### Items from a dataset:
........

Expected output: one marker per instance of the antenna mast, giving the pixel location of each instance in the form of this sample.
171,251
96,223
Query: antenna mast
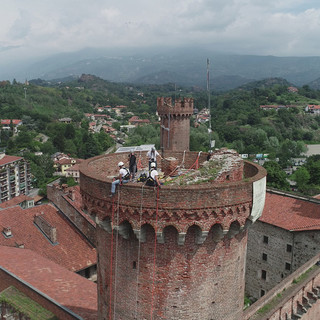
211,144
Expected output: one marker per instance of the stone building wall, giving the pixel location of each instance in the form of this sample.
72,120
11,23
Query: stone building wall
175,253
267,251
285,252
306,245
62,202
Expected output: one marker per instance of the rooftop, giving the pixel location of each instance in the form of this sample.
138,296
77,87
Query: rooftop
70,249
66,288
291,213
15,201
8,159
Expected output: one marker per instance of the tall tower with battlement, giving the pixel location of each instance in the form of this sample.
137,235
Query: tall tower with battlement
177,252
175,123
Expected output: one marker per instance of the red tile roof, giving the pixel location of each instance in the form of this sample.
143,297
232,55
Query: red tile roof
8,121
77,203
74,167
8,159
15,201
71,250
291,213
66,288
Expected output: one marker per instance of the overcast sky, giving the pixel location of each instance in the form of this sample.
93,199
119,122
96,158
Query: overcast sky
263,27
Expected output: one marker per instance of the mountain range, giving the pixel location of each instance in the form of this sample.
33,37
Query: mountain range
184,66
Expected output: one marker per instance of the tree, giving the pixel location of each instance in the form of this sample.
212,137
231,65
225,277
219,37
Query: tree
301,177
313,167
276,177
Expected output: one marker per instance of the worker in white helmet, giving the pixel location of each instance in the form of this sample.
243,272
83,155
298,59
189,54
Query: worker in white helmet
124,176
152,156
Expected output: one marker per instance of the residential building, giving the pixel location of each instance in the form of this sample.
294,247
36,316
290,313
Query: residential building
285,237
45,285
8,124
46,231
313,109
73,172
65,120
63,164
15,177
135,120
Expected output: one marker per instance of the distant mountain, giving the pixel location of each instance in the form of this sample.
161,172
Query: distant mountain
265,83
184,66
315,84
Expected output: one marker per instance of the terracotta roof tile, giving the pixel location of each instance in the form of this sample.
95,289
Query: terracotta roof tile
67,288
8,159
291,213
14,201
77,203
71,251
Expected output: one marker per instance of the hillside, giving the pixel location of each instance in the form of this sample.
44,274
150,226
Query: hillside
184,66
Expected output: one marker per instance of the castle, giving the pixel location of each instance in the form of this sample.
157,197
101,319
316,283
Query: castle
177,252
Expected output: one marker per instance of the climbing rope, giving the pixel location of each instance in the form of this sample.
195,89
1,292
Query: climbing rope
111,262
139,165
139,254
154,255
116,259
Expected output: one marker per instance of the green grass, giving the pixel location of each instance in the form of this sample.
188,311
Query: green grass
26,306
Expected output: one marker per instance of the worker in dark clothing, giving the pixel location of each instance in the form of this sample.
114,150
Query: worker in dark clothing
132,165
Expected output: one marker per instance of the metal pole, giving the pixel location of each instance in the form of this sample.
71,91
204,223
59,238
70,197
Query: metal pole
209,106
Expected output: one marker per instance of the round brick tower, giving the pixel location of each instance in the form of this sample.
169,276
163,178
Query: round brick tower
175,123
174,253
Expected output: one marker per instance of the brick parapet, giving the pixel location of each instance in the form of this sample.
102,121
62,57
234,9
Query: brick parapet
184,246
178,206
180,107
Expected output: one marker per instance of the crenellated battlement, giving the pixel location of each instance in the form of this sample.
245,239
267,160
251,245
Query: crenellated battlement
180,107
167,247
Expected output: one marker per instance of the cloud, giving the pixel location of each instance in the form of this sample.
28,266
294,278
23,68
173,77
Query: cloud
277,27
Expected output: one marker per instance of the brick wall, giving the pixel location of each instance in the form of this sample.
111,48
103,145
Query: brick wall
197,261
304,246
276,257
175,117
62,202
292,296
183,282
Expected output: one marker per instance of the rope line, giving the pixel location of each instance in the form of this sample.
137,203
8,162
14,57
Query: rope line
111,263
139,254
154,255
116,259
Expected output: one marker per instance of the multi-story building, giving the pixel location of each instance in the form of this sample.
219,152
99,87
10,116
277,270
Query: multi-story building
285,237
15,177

........

The reply must consist of the records, repeated exactly, minus any images.

### Solution for this task:
Expected output: one marker per instance of the antenna mast, giving the pixel location of each instance in the form of this sample.
171,251
96,223
Query: antenna mast
211,144
Expected output: one marker per instance of the stone building wall, giving the pixel location of each instance in the form of this sample.
72,120
11,23
Query: stone building wall
175,253
267,251
285,252
306,245
62,202
Expected output: one marker per instance of the rooftop, giving the pixel location of each instance in the form of this sample.
138,296
77,87
Query: rooftop
70,249
66,288
291,213
15,201
8,159
Expected output: one marker per instance of the tall tower with battlement, giving the pixel location of each instance in the form of this sample.
137,235
Query: tall tower with battlement
177,252
175,123
Expected output: one marker per instance of the red tile roof, giving the pixel location of each instance in the form of this sample.
143,297
232,55
Query: red tile roof
8,121
77,203
74,167
8,159
15,201
71,250
291,213
66,288
Expected output: one marker per instance of the overcast sky, giving the pixel location of each instance in the form of this sample.
93,199
119,122
96,158
Query: overcast sky
263,27
Expected output: one marker per instance of the mountain range, giving the pixel location of each instance in the form of this sample.
33,37
Query: mountain range
184,66
Expected output: one marker per instance of the tree, giving the pixel location of each instance in the form of this sample.
212,137
231,65
225,277
219,37
Query: tree
301,177
313,167
276,177
Expected output: one marker per instance of the worker in white helmet, giving the pixel location of each instance in the form of this sample.
243,272
83,155
298,59
189,54
Query: worker in white helmet
124,176
152,156
Expected output: one marker per instance of the residential building, giving the pixel location of each instance in the form of this sample.
294,247
36,316
290,313
Query: residential building
285,237
45,285
8,124
46,231
313,109
73,172
65,120
63,164
15,177
135,120
Expected output: one marker per instance of the distant mountain, giving the pixel location of each instance in the form of this sample.
161,172
Query: distant mountain
265,83
184,66
315,84
Expected output: one marker per instance of the terracotta roof tile, giving the pixel location of each instance in the form of this sample.
95,289
Query: terracotta roof tile
67,288
8,159
291,213
14,201
77,203
71,251
Expected output: one marker per instance of the hillside, giving the pixel location of each instance in the form of this sample.
44,274
150,226
Query: hillside
184,66
Expected output: one marker per instance of the castle, giving the pixel location of each instance in the form of this sample.
157,197
101,319
316,283
Query: castle
177,252
Expected output: one marker per instance of the climbing rope, giving the pixel location of each instance in the form of this sample.
195,89
1,292
Query: climbing rope
111,262
139,165
139,254
154,255
116,259
Expected output: one marker per instance of the green grass, giving the pixel location of each instance in the form of this sample.
188,311
Query: green grass
26,306
Expected output: one marker per instance of the worker in dark clothing, giving the pixel location of each instance in the form of this sample.
114,150
Query: worker in dark clothing
132,165
Expected output: one marker per instance of the metal pole, giving the pixel location of each instance in the form of this sample.
71,91
204,223
59,238
70,197
Query: metal pole
209,106
Expected output: one marker per instance of the round brick tower, giving the pixel location of each instance in the form of this sample.
169,276
163,178
Query: round brick tower
175,123
174,253
Expected output: one marker per instance of the brick parapet, giving the pixel location of each instance in the form of this sample.
102,121
62,57
234,9
Query: brick parapet
184,246
178,206
180,107
Expected output: one marker per instance of the crenellated battlement, giving the pixel location of each instance in the form of this sample.
245,239
267,160
251,245
Query: crenellated battlement
180,107
167,247
Expected output: one marker per instance of the cloud, giving the pixel location of each instance in the form of this sample.
28,266
294,278
23,68
173,77
Query: cloud
277,27
Expected output: one marker per instance of the brick wall, giving the pixel location of each instance in the form of this sample.
111,48
103,145
Query: brick wall
197,261
304,246
276,257
175,117
62,202
292,296
183,282
Expected output: one marker per instance of the rope line, giving the pixel location of each instance in the form of this sample.
137,203
8,162
14,57
Query: rope line
111,263
139,254
154,255
116,259
Expected output: one marker per instance of the multi-story building, giving the pixel location of each instance in the form of this sample.
219,152
99,87
10,116
277,270
Query: multi-story building
285,237
15,177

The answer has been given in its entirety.